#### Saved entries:

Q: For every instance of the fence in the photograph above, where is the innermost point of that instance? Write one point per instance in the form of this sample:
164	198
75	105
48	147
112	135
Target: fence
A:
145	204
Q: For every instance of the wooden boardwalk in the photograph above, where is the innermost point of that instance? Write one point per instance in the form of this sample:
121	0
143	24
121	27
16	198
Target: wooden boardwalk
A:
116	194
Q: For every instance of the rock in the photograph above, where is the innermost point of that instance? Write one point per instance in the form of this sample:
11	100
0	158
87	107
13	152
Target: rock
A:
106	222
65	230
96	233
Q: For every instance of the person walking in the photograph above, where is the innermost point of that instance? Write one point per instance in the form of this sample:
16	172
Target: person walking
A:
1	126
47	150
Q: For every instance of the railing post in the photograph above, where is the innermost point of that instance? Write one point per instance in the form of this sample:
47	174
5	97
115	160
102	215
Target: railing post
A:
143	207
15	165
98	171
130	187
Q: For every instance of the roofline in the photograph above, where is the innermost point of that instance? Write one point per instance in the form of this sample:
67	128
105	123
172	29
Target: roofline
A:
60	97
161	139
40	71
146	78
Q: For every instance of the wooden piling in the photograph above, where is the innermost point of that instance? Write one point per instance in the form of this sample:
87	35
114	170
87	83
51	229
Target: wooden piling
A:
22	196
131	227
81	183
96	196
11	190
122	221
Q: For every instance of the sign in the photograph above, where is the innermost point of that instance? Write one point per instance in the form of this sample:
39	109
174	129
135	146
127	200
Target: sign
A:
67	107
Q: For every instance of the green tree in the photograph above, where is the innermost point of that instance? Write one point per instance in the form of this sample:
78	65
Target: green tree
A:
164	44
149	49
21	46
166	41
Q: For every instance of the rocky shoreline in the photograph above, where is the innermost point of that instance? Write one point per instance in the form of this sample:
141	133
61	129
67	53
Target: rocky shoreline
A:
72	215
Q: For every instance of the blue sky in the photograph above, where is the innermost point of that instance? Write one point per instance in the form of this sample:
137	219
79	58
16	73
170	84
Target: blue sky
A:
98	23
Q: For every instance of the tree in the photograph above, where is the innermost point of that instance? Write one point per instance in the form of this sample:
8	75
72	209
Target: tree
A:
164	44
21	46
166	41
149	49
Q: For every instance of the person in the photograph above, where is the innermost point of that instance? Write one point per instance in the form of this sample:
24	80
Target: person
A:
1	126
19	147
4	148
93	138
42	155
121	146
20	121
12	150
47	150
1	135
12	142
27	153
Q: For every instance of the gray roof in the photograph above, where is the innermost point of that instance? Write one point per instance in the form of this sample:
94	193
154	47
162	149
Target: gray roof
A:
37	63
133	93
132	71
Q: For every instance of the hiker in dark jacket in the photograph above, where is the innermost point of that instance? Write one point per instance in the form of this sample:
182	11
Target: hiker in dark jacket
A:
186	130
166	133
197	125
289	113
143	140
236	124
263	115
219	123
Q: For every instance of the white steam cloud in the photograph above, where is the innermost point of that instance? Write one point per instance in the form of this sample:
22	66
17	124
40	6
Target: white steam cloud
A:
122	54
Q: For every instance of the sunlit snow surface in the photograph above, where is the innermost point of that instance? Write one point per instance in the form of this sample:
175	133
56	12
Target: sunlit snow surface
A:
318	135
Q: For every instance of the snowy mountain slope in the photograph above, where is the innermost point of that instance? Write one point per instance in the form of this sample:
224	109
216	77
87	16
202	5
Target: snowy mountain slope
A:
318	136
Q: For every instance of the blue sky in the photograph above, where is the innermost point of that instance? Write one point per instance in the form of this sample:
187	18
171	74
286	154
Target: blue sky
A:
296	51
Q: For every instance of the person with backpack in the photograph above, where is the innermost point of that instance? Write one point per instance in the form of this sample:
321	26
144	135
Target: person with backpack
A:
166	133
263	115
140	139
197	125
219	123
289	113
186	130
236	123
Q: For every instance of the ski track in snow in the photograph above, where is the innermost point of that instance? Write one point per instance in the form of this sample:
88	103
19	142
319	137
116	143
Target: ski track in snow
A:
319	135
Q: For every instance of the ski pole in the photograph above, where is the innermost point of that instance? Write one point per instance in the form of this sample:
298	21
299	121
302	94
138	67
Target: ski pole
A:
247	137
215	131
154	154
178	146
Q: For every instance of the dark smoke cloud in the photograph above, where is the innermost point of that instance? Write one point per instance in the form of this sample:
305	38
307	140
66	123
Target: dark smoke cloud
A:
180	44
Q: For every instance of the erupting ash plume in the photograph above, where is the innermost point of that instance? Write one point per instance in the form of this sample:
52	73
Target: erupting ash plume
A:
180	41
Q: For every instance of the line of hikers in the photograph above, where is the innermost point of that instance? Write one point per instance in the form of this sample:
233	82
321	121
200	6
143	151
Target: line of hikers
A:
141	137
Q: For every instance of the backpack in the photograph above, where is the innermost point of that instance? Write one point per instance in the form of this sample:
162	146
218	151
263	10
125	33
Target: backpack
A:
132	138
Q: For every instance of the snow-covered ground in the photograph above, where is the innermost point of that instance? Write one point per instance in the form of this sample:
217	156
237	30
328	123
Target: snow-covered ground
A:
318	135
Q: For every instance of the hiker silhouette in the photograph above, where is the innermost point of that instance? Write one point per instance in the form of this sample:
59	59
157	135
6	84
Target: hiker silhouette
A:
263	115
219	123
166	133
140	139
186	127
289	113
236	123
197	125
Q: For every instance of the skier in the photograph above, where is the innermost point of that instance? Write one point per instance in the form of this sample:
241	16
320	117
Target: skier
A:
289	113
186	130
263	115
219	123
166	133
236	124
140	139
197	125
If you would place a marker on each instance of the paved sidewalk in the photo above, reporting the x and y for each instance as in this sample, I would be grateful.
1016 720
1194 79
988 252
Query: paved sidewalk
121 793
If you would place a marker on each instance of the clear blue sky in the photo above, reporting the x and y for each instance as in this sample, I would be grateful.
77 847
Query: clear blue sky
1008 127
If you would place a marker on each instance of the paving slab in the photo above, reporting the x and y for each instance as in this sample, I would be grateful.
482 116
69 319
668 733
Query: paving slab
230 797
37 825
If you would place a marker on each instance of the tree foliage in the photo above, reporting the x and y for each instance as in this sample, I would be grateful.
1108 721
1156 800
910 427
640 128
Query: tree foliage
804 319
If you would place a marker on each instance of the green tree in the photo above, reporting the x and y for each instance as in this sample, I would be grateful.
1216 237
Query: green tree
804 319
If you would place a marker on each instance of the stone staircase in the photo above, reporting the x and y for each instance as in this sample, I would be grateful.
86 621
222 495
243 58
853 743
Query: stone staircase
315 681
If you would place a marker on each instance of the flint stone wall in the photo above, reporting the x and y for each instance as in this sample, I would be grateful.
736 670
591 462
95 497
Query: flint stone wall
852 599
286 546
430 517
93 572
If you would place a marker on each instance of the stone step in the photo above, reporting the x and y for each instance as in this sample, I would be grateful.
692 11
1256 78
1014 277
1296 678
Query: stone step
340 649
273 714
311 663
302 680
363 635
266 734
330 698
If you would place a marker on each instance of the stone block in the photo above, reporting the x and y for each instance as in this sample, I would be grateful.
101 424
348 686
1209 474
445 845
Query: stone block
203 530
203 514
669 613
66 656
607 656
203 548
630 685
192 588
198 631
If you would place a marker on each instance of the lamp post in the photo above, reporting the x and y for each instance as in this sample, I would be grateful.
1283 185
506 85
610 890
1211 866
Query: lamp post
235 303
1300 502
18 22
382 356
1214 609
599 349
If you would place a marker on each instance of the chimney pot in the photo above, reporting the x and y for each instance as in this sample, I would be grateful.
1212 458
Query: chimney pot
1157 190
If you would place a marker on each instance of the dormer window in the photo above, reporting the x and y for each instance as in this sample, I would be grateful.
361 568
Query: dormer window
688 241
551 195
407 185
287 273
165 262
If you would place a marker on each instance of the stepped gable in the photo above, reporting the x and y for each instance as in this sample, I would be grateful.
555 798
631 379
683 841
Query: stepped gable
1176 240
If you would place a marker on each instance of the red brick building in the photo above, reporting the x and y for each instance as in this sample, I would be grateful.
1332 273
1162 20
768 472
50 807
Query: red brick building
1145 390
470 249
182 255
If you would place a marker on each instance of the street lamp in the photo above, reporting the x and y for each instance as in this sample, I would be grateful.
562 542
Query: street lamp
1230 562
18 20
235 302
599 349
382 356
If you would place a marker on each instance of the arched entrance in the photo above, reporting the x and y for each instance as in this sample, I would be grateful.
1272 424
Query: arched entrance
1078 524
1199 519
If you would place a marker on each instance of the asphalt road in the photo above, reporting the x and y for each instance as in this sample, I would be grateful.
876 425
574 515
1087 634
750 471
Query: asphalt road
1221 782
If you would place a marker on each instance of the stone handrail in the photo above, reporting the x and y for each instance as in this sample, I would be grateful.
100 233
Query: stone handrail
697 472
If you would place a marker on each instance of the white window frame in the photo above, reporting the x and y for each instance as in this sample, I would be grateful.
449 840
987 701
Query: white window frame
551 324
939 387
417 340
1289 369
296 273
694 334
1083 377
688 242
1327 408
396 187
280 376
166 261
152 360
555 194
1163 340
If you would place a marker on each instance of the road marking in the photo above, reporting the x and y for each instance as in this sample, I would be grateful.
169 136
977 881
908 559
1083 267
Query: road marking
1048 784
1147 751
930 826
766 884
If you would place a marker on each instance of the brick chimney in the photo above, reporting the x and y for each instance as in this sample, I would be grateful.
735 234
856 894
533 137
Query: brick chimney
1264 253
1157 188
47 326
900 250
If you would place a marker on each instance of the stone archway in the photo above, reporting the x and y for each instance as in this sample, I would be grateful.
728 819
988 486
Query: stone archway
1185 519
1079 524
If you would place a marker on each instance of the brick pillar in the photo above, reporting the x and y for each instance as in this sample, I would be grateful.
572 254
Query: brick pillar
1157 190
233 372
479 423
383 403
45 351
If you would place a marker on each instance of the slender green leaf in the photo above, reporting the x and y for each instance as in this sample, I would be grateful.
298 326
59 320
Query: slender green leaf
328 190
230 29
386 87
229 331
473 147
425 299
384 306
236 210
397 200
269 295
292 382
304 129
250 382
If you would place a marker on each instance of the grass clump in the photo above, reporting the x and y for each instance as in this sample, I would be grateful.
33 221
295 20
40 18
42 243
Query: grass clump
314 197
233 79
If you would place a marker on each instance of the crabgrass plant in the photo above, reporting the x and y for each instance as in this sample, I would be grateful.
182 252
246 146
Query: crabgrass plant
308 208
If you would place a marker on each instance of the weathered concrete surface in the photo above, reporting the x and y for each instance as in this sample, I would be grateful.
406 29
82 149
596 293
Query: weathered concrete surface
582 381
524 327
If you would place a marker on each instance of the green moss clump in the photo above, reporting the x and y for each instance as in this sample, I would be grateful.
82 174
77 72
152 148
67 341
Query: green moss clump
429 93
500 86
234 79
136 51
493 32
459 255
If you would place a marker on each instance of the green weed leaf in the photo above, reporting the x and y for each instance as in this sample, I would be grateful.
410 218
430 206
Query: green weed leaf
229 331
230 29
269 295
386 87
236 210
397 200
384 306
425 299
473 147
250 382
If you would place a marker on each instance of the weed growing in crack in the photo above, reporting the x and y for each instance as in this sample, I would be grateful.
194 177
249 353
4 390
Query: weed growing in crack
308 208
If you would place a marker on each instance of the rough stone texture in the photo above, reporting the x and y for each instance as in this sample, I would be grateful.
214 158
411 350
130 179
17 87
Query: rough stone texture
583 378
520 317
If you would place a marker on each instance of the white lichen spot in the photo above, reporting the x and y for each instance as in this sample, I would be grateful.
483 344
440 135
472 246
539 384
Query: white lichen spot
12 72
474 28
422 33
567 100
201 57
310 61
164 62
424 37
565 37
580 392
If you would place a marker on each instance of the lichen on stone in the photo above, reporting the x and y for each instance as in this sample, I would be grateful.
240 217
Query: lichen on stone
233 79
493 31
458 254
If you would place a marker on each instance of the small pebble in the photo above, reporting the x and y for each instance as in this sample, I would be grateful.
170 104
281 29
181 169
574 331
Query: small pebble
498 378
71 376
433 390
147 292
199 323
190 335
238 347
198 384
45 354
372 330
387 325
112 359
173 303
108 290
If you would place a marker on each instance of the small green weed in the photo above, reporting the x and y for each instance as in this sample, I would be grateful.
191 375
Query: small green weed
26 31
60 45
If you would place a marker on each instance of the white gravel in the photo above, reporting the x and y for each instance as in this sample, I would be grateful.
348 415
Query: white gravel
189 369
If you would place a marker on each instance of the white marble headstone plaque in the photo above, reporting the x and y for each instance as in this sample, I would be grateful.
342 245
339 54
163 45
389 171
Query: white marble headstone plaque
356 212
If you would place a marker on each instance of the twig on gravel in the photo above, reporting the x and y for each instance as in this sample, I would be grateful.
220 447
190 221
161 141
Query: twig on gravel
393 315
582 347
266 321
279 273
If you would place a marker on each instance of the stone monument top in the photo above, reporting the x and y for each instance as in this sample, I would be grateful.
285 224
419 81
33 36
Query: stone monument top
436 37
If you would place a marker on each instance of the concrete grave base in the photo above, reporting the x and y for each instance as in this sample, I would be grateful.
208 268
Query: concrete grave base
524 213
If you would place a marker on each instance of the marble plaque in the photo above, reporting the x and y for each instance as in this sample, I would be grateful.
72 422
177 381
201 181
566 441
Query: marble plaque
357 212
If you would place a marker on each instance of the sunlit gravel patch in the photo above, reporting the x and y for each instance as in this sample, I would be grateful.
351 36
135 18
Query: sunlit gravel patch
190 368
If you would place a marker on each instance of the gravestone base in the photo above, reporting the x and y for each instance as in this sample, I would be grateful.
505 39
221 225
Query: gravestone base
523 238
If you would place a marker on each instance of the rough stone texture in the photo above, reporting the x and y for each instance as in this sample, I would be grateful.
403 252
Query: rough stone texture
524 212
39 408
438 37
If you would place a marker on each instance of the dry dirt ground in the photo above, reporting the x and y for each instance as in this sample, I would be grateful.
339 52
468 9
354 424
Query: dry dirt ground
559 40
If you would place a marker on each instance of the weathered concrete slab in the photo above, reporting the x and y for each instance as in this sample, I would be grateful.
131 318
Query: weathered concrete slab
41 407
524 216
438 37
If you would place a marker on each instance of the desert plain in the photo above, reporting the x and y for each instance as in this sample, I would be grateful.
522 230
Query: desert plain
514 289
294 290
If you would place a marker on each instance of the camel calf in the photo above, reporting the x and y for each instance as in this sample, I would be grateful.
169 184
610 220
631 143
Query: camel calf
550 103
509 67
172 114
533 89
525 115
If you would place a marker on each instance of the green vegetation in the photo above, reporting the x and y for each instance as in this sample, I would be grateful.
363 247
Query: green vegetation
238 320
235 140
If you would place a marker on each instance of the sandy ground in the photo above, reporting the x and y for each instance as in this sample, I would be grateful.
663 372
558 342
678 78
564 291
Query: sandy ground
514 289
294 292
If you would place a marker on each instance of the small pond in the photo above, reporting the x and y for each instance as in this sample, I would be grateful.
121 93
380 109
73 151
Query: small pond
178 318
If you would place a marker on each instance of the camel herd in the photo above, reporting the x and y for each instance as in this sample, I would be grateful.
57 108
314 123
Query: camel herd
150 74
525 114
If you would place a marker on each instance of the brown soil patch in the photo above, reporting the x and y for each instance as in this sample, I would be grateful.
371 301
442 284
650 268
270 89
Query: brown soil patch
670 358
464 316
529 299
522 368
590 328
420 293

#### Exercise goal:
Check each line of the records for the word "shoreline" and extract those that contain it.

#### Exercise answer:
Q: For every instance of the rocky shoreline in the photograph above, where is the innermost point of that instance? Write one point per instance in the form of this sample:
Target: rocky shoreline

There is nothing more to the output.